Using the entries below, transcribe exactly the line containing "the man waving" and each line that follows it to the end.

━━━

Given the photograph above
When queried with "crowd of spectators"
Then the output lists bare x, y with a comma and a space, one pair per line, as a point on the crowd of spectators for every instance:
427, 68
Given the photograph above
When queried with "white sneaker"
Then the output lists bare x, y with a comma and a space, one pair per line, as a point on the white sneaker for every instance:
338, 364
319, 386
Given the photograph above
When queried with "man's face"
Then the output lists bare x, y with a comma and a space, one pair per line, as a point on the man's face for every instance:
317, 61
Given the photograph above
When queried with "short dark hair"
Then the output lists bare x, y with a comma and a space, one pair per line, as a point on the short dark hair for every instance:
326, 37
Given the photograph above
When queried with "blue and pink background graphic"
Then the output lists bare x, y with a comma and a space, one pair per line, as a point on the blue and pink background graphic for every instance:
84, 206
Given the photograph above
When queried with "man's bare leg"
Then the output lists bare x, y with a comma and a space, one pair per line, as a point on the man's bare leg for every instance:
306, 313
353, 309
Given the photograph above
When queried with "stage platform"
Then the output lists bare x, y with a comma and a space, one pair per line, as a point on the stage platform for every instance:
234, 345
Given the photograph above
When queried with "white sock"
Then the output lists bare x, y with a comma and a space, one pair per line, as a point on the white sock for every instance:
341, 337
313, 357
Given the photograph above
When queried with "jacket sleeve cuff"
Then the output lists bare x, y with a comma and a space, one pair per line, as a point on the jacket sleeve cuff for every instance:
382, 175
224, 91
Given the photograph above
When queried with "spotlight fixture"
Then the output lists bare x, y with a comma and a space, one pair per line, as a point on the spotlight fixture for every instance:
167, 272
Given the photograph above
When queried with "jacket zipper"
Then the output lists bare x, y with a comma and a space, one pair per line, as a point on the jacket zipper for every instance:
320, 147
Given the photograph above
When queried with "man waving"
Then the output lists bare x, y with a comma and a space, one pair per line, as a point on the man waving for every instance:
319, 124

━━━

■ ANSWER TO THIS PROBLEM ■
Then the output lists bare x, y with a comma and a space, one pair per line, as a point on the man waving for every instance:
319, 124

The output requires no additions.